** EXERCISE INPUTS follows **
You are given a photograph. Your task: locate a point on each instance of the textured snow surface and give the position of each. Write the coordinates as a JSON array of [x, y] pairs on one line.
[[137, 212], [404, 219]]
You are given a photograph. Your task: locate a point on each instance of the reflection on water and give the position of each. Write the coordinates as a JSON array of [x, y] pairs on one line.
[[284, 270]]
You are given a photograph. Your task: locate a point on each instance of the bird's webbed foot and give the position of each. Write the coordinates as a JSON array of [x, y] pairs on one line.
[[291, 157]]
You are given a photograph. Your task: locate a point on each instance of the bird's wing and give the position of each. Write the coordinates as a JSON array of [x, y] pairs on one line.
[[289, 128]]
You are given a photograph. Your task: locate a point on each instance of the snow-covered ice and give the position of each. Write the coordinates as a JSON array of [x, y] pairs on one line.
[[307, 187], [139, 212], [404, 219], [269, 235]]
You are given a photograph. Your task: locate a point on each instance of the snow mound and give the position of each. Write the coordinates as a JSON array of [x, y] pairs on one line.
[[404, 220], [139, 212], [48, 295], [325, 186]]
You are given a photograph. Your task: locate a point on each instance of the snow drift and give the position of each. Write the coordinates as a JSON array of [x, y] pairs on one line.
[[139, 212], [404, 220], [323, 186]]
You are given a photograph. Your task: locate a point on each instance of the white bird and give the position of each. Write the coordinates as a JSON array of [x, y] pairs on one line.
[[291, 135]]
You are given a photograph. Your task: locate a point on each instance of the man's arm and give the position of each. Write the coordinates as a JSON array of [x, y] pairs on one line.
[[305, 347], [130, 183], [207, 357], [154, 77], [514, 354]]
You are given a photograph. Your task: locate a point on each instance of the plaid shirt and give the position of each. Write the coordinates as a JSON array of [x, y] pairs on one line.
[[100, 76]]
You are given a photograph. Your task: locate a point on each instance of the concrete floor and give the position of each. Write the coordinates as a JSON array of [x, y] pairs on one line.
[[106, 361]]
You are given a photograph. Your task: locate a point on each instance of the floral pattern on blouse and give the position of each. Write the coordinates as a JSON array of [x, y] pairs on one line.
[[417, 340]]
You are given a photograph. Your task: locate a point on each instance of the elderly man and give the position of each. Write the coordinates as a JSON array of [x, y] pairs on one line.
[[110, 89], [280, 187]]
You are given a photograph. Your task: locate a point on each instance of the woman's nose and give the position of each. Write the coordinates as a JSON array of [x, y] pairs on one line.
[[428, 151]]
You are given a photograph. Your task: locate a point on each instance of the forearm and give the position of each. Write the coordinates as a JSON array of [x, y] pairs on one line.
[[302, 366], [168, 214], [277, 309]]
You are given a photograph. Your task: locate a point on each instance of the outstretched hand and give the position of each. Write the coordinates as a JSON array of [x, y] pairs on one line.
** End of EXERCISE INPUTS **
Return all of the listing above exactly, leaving nothing out.

You are given a photograph. Your task: locate a point on each instance of the textured snow surface and give the position of each. Write the coordinates as a JSON array of [x, y] pairs on one line.
[[137, 212], [404, 219]]
You are given a photograph. Your task: locate a point on each instance of the reflection on water and give the position of each. Write the coordinates as a JSON array of [x, y] pairs on one line.
[[284, 270]]
You are given a photograph. Your task: locate a point on each instance of the bird's webbed foot and give the position of each. Write the coordinates as a JSON array of [x, y] pairs on one line.
[[291, 157]]
You are given a photograph. Your task: locate a point on each instance of the bird's wing and give the position of each. Write the coordinates as a JSON array of [x, y] pairs on one line.
[[289, 128]]
You are given a photograph. Your task: locate a point on each instance of the snow-covered ice and give the position of each. Write the coordinates as a JSON array of [x, y] pairs on one line.
[[307, 187], [139, 212], [404, 219], [269, 235]]
You are given a photograph. Your task: locate a point on each instance of the snow mound and give the position of each. Write the coordinates as a JSON array of [x, y] pairs on one line.
[[404, 220], [139, 212], [48, 295], [325, 186]]
You are given a photograph. Your task: locate a point on each instance of the snow drift and give the position of each. Write the coordinates as a JSON array of [x, y] pairs on one line.
[[139, 212], [404, 220], [323, 186]]
You are given a photograph. Your task: locate a point on each instance of the white bird and give the position of each. Write the coordinates as a JSON array of [x, y] pairs on one line.
[[291, 135]]
You are given a photograph. Your task: locate a point on each instance of the man's arm and give the position of each. Write the coordinates as a JSON array of [x, y] pairs on one line.
[[305, 347], [130, 183], [207, 357], [154, 77], [514, 354]]
You are given a photograph. Your task: locate a point on each instance of the plaid shirt and give the position of each. Write the coordinates as a JSON array of [x, y] pairs on one line.
[[100, 76]]
You are given a photograph. Your task: locate a point on each instance of the concrete floor and give the position of each. Write the coordinates as a JSON array of [x, y] pairs on one line.
[[106, 361]]
You are given a photograph. Your task: locate a point on each instance of the floral pattern on blouse and give the position of each. Write the coordinates as a JSON array of [x, y] pairs on one line.
[[417, 340]]
You are given a photograph. Your task: locate a point on each instance of the elderly man and give the position of each. Write the coordinates as a JSON array of [x, y] pairs on one line.
[[110, 89], [280, 187]]
You are given a photograph. Your task: locate a point on each instance of the woman's nose and give the position of each. Write the coordinates as a JSON array of [x, y] pairs on one line.
[[428, 151]]
You are given a photograph. Your task: locate a point on each instance of the forearm and give the position of each. Write the coordinates as a JSON array of [x, y] pairs on one line.
[[302, 366], [168, 214], [277, 309]]
You are given a photograph. Your task: locate a point on each instance of the outstretched hand and give the position of each. Write the coordinates as a JSON array of [x, y] pairs on one line.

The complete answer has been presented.